### Sayfa Metni
Türk Milleti (Hala) Asker Millet midir? Türkler Askerlerini Seviyorlar mı?
- 25 Eylül 2020
- Dr. Mehmet Çanlı
- Başlık; Türkiye
- 6
Bizde çok sık kullanılan bir söz vardır. Kime sorsanız “Türkler asker millettir. Askerlerini çok severler.” der. Ben bu söze inanarak yıllarca orduda hizmet ettim. Ama İngiltere’ye gidince bu sözün doğruluğunu sorgulamaya başladım. Çünkü “İngilizler asker millettir, askerlerini çok severler.” diye bir söz duymadım ama bizimle karşılaştırınca onların askerlerini bizden çok daha fazla sevdiklerini, daha da önemlisi bunu tutum ve davranışları ile açıkça gösterdiklerini gördüm.
İsterseniz bunu bir örnekle açıklayayım. Londra’ya gittiğim ilk günlerde İngiliz Genelkurmay Başkanı ile görüşme için randevu almıştım. Bu özel bir randevu değildi. Nasıl Londra’ya atanan her büyükelçi görevine başladıktan bir süre sonra Kraliçe ile görüşüp güven mektubunu sunuyorsa askeri ataşeler de Genelkurmay Başkanı ile görüşüp tanışıyor. Yani bu rutin ve resmi bir işlem.
Neyse….
Genelkurmay Başkanı acil bir durum için şehir dışına çıkmak durumunda olduğundan sanırım 2. Başkan veya Harekât Başkanı olan bir general ile görüştüm. Hoşsohbet, zeki ve sempatik bir insandı. Görüşmeden sonra elçilik binasına dönerken bir ara yanlış bir yere girdiğimi düşünerek durdum. Etrafa bakınırken, üzerinde “Şimdi buradasınız.” diye bir ok ile bulunduğunuz yeri gösteren ve bir şehir haritası olan bir pano gördüm. Panoya bakıp yolu çıkarmaya çalışırken bir yandan da etrafıma bakınıyordum. Çünkü İngiltere’de kendi askerleri bile şehir içinde üniforma ile dolaşmazken ben kordonlu üniforma giyiyordum. Dolayısıyla yürürken insanların dikkatini çekiyordum. Anladığım kadarıyla sıradan İngilizler üniformaya çok meraklıydılar ve yanlarından geçerken dikkatle beni izliyorlardı.

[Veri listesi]
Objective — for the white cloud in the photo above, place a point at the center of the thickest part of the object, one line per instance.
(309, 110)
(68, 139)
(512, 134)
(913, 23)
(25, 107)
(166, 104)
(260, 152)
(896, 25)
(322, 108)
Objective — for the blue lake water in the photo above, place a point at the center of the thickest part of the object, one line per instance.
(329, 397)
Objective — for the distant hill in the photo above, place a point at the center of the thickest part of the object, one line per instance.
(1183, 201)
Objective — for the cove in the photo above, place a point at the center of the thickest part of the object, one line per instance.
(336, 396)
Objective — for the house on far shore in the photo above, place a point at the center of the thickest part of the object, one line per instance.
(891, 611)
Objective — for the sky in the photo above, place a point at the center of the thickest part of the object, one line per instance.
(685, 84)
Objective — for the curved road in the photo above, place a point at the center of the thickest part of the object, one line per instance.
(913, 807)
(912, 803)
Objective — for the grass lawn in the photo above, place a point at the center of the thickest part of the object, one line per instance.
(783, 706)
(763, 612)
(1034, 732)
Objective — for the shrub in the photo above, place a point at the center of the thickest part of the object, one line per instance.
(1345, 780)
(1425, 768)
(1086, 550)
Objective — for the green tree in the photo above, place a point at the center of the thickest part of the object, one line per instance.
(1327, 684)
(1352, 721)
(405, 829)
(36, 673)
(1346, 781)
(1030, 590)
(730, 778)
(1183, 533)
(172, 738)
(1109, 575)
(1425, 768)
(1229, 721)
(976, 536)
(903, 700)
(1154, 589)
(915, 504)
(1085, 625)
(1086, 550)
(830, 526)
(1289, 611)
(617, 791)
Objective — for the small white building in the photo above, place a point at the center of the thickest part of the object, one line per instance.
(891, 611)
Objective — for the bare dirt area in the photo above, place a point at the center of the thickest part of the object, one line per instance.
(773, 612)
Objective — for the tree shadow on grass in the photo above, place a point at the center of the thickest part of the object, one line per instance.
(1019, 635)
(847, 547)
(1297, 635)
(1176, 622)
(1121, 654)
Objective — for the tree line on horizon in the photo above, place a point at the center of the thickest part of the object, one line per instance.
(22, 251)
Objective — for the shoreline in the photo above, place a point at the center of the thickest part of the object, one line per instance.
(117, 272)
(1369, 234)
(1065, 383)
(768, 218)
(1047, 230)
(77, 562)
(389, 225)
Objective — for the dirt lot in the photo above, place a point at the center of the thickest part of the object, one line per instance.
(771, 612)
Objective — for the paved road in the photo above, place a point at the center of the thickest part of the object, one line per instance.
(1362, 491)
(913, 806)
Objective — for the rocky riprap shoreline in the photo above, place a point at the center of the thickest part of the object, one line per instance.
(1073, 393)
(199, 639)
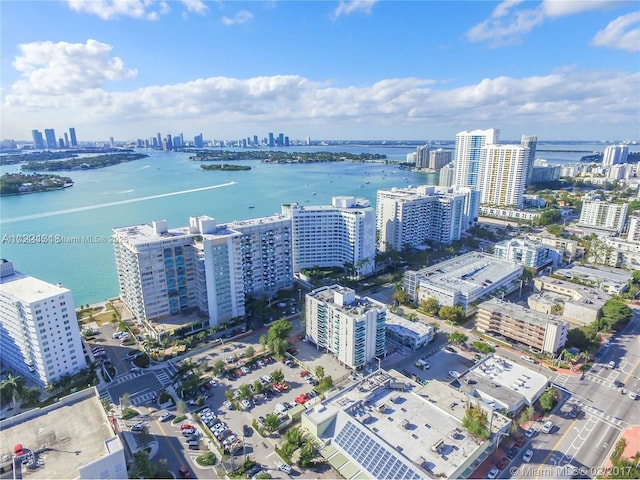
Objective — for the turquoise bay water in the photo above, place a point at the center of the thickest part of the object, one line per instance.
(116, 196)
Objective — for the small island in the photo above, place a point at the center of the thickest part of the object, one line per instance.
(86, 163)
(229, 168)
(20, 184)
(283, 157)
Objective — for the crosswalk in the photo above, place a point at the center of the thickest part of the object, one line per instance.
(596, 412)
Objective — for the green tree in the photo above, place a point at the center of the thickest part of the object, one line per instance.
(142, 467)
(457, 338)
(12, 387)
(483, 347)
(218, 367)
(271, 422)
(250, 351)
(325, 384)
(548, 399)
(430, 306)
(277, 375)
(244, 391)
(257, 387)
(399, 296)
(476, 423)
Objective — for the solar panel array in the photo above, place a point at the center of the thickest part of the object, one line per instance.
(374, 457)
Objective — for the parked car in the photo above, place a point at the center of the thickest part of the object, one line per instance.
(164, 417)
(254, 470)
(493, 473)
(183, 472)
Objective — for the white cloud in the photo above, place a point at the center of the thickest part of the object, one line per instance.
(64, 84)
(112, 9)
(623, 33)
(347, 7)
(197, 6)
(58, 69)
(500, 30)
(560, 8)
(241, 17)
(507, 25)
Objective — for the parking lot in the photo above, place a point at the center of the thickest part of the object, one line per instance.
(239, 421)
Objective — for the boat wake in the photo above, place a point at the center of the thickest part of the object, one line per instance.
(112, 204)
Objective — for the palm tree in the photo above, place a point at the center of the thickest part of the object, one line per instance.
(13, 386)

### Alıştırma Yönergesi
Sayfa metninde "İsterseniz bunu bir" ifadesinden "resmi bir işlem." ifadesine kadar uzanan bölümü aynen tekrarlayınız. Satırların bu alıştırmada herhangi bir işlevi bulunmamaktadır.

### Sonuç
İsterseniz bunu bir örnekle açıklayayım. Londra’ya gittiğim ilk günlerde İngiliz Genelkurmay Başkanı ile görüşme için randevu almıştım. Bu özel bir randevu değildi. Nasıl Londra’ya atanan her büyükelçi görevine başladıktan bir süre sonra Kraliçe ile görüşüp güven mektubunu sunuyorsa askeri ataşeler de Genelkurmay Başkanı ile görüşüp tanışıyor. Yani bu rutin ve resmi bir işlem.